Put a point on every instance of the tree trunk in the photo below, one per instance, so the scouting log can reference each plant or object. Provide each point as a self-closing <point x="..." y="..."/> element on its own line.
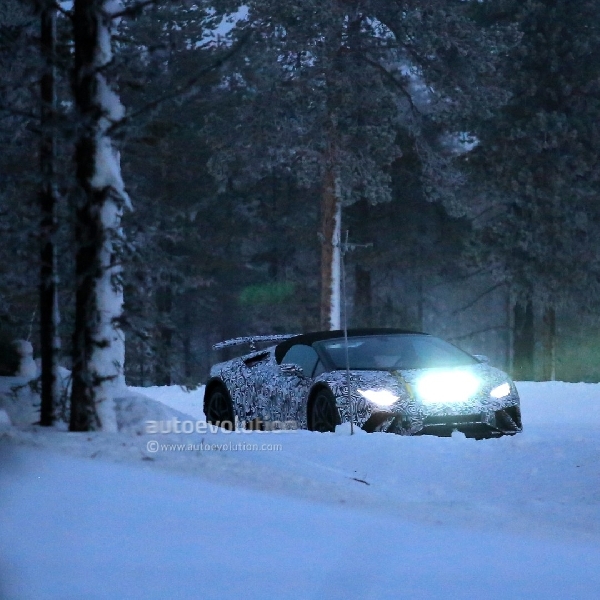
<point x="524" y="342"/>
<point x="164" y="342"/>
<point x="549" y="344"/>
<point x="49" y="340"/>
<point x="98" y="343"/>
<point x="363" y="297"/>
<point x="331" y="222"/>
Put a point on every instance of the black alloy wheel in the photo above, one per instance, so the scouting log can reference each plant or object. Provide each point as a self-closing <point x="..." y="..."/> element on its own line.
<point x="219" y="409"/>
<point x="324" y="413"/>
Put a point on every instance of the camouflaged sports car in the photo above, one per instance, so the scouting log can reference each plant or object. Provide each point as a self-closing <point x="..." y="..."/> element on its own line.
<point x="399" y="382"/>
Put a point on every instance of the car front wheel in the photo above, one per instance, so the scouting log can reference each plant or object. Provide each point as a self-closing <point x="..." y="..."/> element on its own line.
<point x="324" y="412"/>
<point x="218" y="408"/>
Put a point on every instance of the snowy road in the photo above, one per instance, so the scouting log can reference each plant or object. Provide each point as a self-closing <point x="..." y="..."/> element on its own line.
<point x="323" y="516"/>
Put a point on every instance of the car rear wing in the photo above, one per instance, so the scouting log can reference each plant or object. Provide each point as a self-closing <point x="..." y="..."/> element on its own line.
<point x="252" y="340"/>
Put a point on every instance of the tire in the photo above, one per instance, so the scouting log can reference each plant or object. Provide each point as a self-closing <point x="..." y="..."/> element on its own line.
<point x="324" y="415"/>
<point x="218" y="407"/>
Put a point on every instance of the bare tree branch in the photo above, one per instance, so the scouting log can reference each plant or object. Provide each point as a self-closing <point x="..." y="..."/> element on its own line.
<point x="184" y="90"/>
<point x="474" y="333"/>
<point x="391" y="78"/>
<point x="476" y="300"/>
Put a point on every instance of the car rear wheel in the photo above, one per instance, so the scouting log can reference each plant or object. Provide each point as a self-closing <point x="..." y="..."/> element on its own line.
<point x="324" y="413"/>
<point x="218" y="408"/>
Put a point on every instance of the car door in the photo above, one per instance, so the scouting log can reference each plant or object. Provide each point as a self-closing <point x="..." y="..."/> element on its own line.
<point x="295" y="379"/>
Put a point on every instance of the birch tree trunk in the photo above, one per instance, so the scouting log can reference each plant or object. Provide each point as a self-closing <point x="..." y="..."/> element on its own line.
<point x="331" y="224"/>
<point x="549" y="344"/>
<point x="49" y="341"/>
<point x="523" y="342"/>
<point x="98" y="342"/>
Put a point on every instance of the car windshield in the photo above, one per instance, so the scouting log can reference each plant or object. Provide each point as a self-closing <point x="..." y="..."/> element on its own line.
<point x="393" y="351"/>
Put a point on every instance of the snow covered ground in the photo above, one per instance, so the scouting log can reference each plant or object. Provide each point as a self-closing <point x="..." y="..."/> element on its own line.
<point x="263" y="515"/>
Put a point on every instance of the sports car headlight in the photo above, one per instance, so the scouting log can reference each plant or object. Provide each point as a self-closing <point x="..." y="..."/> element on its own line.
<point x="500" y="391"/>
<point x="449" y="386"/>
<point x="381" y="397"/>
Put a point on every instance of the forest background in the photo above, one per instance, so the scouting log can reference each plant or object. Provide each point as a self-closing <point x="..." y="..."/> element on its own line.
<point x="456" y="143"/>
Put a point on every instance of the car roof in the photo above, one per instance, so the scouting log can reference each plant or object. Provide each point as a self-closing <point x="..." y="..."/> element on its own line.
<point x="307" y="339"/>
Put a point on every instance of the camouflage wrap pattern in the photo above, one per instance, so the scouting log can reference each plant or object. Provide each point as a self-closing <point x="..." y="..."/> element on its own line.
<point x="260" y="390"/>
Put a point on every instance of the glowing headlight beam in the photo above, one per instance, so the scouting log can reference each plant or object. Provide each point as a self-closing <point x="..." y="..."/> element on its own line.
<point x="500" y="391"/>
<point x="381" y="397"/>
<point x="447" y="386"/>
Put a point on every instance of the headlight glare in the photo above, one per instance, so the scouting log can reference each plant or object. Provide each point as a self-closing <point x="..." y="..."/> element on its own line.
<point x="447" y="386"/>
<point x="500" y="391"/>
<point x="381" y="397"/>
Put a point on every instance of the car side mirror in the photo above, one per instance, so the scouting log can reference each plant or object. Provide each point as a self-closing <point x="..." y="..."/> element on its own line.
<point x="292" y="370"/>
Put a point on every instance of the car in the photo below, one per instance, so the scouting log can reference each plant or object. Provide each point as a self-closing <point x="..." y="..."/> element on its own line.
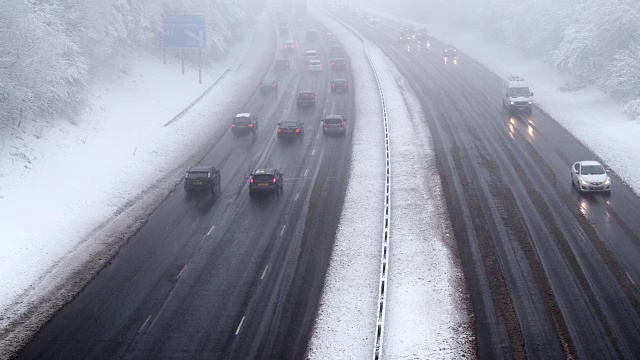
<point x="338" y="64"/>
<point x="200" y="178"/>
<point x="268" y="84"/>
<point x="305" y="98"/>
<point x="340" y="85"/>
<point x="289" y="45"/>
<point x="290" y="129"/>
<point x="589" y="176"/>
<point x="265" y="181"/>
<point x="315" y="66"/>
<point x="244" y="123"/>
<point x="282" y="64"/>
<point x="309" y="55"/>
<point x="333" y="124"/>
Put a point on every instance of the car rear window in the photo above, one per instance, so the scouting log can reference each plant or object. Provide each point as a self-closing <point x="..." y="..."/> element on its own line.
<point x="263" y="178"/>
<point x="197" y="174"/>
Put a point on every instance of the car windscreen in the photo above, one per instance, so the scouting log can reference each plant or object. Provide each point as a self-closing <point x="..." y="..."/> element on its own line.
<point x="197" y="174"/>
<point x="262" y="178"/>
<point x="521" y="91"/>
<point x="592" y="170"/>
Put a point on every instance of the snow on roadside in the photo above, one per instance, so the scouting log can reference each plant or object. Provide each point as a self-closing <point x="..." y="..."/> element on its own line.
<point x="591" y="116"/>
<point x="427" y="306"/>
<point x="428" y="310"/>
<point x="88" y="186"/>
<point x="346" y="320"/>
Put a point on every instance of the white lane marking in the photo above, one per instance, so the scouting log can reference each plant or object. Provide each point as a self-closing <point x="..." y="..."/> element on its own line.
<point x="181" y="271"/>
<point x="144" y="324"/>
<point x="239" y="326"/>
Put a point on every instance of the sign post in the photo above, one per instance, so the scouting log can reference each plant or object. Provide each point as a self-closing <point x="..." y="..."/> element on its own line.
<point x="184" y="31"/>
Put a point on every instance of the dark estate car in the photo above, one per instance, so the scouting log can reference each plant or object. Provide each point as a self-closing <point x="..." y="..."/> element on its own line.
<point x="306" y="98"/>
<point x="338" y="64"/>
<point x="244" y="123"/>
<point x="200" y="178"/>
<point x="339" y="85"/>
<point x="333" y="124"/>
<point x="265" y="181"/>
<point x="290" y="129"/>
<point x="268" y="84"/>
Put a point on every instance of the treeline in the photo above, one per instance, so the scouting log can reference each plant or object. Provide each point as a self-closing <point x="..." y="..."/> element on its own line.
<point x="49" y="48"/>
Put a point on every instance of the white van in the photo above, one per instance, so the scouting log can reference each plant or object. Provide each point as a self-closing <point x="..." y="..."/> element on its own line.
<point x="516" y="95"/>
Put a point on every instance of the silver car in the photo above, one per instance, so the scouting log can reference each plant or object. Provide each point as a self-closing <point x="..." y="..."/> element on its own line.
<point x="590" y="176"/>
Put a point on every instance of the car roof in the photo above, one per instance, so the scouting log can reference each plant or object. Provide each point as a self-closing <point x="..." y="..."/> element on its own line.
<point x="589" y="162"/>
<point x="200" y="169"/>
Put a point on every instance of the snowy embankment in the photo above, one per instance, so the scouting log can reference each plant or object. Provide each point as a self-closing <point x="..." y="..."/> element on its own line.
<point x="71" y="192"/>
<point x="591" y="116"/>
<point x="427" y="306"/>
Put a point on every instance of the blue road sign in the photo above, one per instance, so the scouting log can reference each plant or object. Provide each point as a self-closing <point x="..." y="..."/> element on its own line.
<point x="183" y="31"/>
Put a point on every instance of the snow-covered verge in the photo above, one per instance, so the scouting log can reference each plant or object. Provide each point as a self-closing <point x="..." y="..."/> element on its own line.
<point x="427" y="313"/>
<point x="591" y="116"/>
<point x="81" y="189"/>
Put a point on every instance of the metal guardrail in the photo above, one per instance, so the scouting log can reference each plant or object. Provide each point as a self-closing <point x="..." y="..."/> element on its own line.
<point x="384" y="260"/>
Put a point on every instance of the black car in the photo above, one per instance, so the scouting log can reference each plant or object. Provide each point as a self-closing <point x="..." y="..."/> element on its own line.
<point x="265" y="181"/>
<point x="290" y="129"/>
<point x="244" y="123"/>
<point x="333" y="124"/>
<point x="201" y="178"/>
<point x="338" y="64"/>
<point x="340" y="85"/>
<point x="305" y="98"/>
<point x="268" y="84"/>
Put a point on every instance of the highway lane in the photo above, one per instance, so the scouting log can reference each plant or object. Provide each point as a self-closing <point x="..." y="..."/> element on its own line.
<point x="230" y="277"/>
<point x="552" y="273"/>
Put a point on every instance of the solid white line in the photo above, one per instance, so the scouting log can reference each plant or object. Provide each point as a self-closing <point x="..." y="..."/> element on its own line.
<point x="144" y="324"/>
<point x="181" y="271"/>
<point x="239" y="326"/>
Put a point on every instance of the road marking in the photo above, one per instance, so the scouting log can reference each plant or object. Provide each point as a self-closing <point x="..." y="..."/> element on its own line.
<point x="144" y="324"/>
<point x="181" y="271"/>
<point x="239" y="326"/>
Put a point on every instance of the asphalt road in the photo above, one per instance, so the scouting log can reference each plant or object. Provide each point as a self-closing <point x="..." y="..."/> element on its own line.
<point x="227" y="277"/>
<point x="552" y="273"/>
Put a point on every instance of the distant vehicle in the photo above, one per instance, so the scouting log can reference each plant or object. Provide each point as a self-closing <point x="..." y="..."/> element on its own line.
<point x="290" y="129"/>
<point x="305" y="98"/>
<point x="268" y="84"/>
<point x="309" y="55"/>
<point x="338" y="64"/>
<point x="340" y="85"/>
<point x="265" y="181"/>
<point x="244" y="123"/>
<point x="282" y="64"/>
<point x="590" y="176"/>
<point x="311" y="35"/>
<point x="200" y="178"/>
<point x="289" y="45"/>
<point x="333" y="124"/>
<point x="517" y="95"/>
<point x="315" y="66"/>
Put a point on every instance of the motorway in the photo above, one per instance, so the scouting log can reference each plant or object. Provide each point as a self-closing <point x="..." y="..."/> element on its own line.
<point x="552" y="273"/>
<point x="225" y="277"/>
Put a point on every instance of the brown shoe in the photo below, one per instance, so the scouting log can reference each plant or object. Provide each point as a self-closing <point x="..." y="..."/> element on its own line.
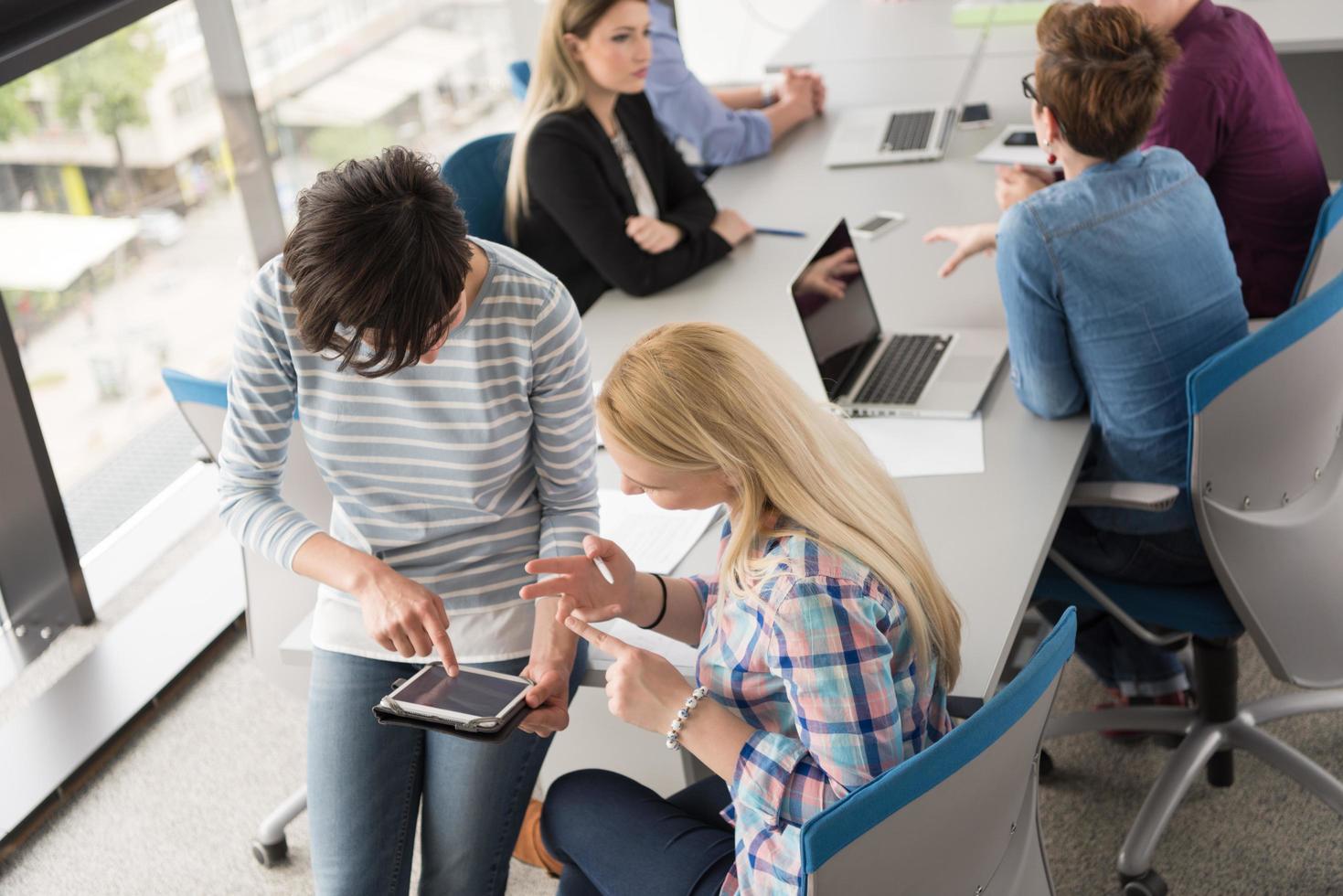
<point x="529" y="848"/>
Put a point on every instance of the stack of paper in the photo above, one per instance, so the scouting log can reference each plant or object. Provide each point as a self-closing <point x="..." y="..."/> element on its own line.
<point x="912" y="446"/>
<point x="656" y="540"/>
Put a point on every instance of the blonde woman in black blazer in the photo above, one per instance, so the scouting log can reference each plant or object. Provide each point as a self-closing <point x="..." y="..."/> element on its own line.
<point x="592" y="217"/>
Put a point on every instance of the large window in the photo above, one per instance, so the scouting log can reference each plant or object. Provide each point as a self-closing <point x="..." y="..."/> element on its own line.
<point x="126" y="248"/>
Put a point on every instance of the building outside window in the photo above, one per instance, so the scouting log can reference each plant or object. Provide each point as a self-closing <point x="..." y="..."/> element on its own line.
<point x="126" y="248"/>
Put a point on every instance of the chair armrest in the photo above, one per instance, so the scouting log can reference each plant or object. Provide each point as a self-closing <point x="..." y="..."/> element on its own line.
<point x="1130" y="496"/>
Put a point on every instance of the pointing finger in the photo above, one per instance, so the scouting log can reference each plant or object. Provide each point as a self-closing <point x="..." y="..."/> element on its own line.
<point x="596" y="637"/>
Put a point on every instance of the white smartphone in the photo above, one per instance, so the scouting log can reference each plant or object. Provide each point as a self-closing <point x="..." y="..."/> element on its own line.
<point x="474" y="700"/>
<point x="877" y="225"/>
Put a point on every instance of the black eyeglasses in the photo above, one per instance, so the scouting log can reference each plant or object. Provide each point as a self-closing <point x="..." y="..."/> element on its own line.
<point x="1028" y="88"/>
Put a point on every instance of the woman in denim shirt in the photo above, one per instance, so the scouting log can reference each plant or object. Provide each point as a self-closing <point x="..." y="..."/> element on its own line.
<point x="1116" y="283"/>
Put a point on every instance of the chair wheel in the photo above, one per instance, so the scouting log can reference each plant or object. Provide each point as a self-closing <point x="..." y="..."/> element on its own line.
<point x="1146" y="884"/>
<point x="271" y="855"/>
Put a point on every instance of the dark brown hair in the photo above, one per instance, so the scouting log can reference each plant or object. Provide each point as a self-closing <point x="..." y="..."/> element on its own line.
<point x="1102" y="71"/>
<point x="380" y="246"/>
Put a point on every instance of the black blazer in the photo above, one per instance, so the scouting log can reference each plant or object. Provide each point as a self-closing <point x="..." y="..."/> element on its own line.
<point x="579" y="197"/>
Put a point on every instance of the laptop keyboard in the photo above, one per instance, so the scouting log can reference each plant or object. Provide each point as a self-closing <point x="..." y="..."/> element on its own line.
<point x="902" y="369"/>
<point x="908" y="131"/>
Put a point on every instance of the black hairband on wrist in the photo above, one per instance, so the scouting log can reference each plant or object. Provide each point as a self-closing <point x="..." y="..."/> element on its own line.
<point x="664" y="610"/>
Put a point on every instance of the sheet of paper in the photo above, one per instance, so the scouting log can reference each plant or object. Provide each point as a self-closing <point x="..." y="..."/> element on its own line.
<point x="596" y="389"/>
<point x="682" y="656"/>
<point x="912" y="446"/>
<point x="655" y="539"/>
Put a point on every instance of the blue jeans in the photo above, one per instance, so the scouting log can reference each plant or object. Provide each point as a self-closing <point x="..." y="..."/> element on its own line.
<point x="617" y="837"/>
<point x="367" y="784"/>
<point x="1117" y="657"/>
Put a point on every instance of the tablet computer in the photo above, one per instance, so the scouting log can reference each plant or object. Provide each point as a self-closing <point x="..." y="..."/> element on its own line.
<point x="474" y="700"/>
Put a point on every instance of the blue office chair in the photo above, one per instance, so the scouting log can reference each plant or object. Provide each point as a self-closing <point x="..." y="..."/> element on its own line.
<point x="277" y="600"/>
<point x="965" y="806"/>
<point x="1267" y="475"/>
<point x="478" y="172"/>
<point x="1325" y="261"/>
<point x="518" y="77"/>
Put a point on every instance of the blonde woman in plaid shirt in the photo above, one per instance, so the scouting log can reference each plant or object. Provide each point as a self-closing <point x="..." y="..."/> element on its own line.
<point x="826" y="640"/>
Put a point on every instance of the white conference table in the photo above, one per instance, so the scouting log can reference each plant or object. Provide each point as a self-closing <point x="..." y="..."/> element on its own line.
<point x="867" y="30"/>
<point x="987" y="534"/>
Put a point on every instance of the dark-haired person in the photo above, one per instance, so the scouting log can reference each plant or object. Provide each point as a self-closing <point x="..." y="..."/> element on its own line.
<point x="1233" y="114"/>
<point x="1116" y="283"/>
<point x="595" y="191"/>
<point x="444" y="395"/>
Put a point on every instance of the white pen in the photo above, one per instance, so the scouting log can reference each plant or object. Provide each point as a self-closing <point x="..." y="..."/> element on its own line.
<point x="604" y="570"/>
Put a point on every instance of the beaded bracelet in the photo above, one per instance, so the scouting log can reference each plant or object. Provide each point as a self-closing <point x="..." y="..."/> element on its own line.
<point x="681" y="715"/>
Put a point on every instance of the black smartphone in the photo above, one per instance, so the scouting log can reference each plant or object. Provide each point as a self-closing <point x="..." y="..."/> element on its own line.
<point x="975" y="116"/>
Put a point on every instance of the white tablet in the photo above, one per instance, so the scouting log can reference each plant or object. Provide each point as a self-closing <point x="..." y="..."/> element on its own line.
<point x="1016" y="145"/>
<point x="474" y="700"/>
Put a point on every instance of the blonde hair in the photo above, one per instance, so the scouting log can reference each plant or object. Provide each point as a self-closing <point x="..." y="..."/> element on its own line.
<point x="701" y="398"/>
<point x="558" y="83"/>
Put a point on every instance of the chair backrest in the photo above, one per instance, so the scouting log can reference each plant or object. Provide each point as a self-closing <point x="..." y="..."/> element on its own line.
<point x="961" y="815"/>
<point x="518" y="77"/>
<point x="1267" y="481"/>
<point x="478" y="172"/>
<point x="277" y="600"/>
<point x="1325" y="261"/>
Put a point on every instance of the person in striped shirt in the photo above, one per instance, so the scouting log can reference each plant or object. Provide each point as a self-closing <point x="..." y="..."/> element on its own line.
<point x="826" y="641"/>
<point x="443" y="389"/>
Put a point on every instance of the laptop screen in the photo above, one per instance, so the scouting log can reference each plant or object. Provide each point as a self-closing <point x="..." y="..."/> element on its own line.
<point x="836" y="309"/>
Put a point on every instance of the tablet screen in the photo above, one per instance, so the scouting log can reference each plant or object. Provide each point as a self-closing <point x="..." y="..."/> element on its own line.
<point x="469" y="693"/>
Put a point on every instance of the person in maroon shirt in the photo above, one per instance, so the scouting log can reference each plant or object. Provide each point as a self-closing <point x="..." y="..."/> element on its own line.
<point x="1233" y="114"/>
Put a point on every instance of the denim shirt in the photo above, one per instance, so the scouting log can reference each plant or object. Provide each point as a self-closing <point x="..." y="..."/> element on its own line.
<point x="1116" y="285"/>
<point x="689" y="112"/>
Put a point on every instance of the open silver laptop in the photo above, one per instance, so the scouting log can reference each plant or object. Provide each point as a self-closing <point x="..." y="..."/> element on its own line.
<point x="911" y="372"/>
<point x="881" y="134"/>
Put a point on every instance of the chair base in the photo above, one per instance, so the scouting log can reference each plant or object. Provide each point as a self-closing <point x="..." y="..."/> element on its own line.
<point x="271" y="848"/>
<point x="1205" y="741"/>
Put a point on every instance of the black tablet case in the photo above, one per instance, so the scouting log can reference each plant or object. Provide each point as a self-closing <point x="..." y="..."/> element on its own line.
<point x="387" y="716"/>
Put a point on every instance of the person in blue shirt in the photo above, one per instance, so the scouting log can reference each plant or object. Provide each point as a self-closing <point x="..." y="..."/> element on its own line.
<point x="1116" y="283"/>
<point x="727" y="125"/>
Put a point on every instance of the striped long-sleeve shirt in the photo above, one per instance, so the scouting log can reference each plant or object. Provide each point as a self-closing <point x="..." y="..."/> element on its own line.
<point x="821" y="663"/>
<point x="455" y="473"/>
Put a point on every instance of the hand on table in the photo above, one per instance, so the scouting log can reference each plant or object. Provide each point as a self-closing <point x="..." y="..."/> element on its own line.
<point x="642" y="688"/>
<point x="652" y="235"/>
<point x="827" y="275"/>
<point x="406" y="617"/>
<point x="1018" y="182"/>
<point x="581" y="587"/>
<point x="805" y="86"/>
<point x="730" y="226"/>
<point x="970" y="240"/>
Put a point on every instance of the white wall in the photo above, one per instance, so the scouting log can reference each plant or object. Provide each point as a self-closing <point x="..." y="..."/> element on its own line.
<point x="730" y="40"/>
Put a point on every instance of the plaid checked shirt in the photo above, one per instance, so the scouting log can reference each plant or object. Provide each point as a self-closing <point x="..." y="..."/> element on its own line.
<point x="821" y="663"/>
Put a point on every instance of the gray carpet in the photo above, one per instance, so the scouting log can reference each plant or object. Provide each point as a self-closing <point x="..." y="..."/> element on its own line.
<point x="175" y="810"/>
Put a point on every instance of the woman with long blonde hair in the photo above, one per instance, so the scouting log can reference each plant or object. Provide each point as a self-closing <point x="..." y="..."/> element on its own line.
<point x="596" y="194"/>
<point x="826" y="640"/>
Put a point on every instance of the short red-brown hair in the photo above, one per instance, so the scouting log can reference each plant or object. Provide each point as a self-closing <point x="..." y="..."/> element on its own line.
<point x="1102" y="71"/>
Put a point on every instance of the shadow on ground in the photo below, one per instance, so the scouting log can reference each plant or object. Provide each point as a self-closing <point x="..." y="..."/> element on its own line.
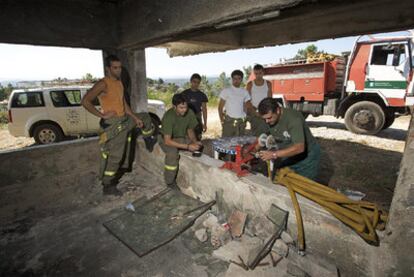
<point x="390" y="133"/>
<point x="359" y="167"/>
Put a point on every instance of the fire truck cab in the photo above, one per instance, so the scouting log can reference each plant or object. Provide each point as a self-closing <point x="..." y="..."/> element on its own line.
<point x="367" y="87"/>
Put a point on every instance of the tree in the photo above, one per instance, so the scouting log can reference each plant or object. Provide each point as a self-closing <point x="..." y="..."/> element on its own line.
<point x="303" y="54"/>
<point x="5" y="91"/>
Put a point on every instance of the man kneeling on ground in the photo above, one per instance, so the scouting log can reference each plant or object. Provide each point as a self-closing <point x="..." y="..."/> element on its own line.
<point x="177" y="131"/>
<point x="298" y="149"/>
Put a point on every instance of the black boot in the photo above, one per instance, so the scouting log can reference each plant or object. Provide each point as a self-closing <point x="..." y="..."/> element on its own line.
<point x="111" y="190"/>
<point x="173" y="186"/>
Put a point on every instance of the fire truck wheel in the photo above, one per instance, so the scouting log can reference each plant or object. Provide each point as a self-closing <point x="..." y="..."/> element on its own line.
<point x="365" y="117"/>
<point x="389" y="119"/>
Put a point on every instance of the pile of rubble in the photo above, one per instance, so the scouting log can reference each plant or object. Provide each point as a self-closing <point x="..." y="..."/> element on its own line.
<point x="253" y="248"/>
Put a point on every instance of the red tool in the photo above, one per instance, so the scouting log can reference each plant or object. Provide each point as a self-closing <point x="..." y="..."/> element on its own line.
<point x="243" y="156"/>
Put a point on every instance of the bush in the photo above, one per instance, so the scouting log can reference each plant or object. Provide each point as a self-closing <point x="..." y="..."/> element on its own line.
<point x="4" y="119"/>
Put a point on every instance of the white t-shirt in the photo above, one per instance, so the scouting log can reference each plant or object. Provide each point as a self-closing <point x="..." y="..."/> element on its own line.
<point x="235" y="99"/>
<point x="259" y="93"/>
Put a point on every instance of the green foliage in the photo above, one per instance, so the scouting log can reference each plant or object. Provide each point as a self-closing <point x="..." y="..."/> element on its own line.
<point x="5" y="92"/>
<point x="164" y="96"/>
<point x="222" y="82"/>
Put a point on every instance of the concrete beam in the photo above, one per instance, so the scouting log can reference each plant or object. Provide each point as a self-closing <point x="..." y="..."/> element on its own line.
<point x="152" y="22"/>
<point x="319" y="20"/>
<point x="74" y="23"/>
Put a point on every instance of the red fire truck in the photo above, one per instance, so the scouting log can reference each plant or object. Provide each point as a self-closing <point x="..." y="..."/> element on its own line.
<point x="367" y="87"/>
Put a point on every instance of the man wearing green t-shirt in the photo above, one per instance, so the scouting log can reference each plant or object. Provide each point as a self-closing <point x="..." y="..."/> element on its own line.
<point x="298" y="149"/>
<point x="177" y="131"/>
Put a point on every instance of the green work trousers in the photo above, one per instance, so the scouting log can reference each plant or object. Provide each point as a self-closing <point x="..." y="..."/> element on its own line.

_ _ _ _ _

### BRIEF
Locate the line with "Put a point on every instance of the red fire" in the entries above; extract it and every line after it, verbatim.

### COMPLETE ANSWER
Put a point on every instance of the red fire truck in the photo above, one per instance, so the scouting log can reference each plant or object. Provide each point as a self-closing <point x="..." y="..."/> element on its own line.
<point x="367" y="87"/>
Put a point on every instance of the man wearing green t-shirt in the photo above, one per instance, so the scouting log can reference each plant or object. Provide each point as a self-closing <point x="..." y="..."/> element on its own line.
<point x="298" y="149"/>
<point x="177" y="131"/>
Put a point on every instance of the green work trousers in the photo above, one per instance, so the scouting log can reference each plant or object. Provide each point as a self-closing <point x="..." y="..."/> element on its own line.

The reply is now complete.